== Provided text ==
‘Spreading lime on 20% of your farm every year is better than covering all the farm in one year’
Farmers who spread lime on their farms report positive results according to Teagasc but there are key guidelines to follow to make the most from the investment.
High annual rainfall can lead to a large removal of lime from the soil each year, it says, and advises to spread 2.5 to 5.0 t/ha once every five years depending on geographical location and the levels of rainfall (i.e. typically higher rates may be required in the West).
It says that rather than applying the maintenance lime over your entire farm once every five years, it is preferable to cover 20% of your farm on an annual basis.
Which Lime to Use?
In Teagasc’s handy advice leaflet on spreading lime it details the different types available to farmers.
Calcium ground limestone is the most common form used in Ireland, according to Teagasc it is fast acting and has a rapid pH adjustment.
Magnesium (Dolomitic) ground limestone is slower to react according to Teagasc but has a higher liming value. It says it is a good source of magnesium for soils with low levels.
Granulated Limes is finely ground (less than 0.1mm particle size) and it is very reactive, Teagasc says. It advises to apply this as maintenance product where soil pH is in the optimum range.
Lime & high molybdenum (Mo) Soils
High levels of Mo in grass can reduce copper uptake in grazing animals.
Soils with a high pH, above 6.2, are more likely to have a copper deficiency and are at increased risk of having high levels of Mo.
The key to minimising the level of Mo in soil is to keep the pH between a range of 6.0 – 6.2, according to Teagasc.
Poaching and soil types
As the soil pH increases after the spreading of lime to permanent pasture the breakdown rate of the grass sod may also increase due to elevated biological activity.
On wetter and more poorly drained soils this may increase the risk of poaching occurring in the short term according to Teagasc.
To reduce the risk of ‘softening the sod’ lime should be applied at a reduced rate using a little and often approach.
===
== Data provided ==
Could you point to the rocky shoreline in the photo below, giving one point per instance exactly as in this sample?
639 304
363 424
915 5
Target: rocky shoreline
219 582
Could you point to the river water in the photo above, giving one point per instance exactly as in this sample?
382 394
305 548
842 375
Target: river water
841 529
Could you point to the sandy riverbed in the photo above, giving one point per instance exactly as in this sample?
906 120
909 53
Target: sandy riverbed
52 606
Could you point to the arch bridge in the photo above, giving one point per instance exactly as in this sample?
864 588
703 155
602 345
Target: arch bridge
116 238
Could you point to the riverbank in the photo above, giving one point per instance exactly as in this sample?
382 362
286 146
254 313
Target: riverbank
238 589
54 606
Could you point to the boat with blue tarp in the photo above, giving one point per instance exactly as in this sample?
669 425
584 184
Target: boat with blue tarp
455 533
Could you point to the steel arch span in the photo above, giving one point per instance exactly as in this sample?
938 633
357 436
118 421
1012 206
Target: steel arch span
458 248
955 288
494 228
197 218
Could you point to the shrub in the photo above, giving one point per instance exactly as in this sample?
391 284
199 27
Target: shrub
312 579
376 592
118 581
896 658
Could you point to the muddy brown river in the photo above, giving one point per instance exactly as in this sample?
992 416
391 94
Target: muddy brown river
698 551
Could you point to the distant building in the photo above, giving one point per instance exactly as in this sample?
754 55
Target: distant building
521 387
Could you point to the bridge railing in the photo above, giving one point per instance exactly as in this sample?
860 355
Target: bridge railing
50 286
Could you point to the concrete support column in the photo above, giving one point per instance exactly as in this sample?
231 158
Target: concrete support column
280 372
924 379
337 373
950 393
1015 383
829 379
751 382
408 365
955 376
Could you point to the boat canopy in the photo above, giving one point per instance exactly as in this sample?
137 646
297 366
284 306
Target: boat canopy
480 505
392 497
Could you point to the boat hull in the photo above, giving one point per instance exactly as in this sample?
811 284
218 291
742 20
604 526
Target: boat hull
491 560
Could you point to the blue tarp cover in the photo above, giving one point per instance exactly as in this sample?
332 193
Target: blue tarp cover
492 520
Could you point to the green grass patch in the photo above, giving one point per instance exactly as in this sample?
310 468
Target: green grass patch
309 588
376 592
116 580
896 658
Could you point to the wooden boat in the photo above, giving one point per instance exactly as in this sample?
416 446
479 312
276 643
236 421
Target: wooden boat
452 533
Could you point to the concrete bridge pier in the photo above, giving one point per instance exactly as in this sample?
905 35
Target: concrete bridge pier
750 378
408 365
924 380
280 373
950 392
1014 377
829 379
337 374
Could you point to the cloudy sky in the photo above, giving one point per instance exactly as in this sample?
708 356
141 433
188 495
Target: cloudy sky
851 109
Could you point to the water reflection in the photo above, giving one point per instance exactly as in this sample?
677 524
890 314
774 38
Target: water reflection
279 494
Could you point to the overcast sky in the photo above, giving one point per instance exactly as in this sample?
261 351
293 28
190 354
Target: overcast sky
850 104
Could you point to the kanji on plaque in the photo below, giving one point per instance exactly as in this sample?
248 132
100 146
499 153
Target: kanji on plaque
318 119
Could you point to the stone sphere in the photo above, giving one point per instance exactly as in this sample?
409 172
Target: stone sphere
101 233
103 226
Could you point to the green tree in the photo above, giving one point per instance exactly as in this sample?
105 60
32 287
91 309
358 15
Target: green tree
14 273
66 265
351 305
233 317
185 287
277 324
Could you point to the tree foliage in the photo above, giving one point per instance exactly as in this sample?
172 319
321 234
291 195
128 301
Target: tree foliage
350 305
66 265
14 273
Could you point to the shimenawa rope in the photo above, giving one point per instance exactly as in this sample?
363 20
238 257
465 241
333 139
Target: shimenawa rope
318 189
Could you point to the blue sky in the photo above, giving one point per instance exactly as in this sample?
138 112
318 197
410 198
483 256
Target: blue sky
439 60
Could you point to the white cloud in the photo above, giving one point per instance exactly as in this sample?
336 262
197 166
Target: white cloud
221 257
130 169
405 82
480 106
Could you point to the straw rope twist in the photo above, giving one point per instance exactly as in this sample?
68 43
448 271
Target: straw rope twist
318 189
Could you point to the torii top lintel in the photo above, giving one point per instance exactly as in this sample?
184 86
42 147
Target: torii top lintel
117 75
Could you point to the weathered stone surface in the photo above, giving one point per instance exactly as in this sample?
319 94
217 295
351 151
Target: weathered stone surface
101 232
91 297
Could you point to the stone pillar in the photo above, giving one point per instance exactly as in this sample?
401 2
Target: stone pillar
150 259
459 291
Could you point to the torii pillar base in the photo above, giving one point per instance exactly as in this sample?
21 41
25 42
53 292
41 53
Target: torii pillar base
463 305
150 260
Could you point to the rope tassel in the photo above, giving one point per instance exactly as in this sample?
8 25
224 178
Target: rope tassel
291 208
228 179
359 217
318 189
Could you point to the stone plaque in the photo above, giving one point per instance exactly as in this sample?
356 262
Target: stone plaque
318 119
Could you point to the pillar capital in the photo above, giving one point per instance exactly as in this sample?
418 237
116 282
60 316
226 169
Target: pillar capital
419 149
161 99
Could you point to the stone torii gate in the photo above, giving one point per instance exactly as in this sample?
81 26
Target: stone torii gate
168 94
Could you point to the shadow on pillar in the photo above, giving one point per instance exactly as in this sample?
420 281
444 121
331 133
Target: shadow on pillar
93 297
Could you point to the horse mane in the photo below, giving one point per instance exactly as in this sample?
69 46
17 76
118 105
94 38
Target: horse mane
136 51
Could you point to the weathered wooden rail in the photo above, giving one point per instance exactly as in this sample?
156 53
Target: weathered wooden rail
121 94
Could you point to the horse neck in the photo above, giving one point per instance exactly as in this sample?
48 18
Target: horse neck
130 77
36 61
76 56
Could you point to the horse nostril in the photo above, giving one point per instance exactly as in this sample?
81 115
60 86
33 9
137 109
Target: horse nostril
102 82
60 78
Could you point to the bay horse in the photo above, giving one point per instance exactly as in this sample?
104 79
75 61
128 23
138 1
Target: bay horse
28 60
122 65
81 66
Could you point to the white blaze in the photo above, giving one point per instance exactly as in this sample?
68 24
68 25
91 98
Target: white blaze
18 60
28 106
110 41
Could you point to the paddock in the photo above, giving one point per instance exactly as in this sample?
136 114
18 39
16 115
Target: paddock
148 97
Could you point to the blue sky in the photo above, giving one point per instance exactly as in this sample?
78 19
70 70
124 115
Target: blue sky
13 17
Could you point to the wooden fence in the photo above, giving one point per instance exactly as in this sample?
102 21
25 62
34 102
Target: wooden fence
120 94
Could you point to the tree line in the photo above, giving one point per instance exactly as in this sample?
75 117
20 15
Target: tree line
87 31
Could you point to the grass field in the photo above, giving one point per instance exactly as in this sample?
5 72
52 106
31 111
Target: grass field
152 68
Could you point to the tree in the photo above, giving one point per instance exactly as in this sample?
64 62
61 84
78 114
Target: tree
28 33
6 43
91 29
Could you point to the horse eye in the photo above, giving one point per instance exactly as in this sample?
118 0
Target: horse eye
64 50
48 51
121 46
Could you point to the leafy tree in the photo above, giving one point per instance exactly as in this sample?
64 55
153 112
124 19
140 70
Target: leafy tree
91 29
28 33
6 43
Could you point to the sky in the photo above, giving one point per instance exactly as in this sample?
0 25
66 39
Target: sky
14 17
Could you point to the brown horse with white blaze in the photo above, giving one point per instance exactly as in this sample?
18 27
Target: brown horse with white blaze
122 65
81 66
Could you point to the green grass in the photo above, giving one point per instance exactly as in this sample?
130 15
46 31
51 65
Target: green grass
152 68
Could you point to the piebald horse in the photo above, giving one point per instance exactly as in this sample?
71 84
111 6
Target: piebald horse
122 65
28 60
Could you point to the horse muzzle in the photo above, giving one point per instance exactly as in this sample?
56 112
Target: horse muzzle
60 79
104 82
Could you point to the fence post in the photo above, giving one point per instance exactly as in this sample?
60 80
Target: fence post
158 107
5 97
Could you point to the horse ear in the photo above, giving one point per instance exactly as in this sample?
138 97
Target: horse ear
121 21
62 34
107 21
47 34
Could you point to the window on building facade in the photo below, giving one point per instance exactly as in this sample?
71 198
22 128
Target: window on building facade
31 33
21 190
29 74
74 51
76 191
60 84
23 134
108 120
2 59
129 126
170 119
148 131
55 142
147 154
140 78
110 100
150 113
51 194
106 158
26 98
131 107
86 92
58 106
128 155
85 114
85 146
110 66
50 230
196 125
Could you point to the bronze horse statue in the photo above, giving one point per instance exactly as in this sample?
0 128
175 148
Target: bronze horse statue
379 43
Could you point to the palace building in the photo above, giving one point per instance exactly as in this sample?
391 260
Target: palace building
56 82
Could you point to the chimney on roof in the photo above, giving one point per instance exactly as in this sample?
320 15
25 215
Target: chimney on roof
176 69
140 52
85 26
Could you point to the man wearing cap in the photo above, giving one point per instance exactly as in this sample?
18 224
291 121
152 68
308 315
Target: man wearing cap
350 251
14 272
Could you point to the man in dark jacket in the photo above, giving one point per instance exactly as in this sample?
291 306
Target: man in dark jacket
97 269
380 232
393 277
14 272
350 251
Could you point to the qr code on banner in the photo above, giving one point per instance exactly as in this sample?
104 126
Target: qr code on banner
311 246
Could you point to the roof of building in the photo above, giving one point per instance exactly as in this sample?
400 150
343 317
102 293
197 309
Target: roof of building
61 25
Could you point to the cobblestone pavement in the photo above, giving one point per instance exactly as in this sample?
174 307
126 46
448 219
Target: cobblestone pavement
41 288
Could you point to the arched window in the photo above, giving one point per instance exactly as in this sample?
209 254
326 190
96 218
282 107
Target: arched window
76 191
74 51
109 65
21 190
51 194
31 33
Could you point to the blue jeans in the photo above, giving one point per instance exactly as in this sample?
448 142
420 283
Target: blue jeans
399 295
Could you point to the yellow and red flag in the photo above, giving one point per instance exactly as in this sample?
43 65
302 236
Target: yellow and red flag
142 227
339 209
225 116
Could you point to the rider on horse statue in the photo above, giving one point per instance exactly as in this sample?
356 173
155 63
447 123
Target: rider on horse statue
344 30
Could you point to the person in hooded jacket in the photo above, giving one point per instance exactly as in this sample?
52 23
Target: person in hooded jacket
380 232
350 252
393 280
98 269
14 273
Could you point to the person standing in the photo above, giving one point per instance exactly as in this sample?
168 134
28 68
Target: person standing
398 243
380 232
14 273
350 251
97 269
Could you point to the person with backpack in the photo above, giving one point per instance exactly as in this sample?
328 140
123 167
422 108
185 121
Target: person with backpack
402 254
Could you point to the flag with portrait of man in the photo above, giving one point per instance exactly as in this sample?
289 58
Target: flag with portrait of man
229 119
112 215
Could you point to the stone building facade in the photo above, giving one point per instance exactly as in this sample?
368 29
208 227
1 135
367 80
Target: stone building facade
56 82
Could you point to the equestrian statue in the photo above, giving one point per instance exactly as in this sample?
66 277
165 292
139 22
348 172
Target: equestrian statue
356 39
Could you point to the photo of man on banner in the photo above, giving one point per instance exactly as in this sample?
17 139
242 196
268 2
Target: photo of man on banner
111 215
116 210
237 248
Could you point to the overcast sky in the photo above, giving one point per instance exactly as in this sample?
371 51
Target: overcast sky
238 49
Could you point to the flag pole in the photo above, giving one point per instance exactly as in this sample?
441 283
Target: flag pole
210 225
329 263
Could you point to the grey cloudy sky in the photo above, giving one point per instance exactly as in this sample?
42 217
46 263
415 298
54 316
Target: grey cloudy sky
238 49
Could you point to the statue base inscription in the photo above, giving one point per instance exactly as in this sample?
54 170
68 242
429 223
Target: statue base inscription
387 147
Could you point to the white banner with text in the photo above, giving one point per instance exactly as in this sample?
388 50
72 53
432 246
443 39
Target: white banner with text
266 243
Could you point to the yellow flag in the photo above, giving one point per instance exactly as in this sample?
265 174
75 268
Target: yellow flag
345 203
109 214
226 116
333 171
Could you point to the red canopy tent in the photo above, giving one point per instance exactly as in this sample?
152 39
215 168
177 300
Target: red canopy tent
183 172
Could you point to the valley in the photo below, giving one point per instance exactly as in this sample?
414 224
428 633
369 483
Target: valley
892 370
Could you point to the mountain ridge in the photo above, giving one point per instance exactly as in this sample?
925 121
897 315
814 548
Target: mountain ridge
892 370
===
### Activity A
Quote the text on spreading lime starting at "The key to minimising" and ending at "and often approach.".
### Activity B
According to the text on spreading lime, which form of lime is the most common in Ireland?
The records play no part in this work.

### Solution A
The key to minimising the level of Mo in soil is to keep the pH between a range of 6.0 – 6.2, according to Teagasc.
Poaching and soil types
As the soil pH increases after the spreading of lime to permanent pasture the breakdown rate of the grass sod may also increase due to elevated biological activity.
On wetter and more poorly drained soils this may increase the risk of poaching occurring in the short term according to Teagasc.
To reduce the risk of ‘softening the sod’ lime should be applied at a reduced rate using a little and often approach.

### Solution B
Calcium ground limestone.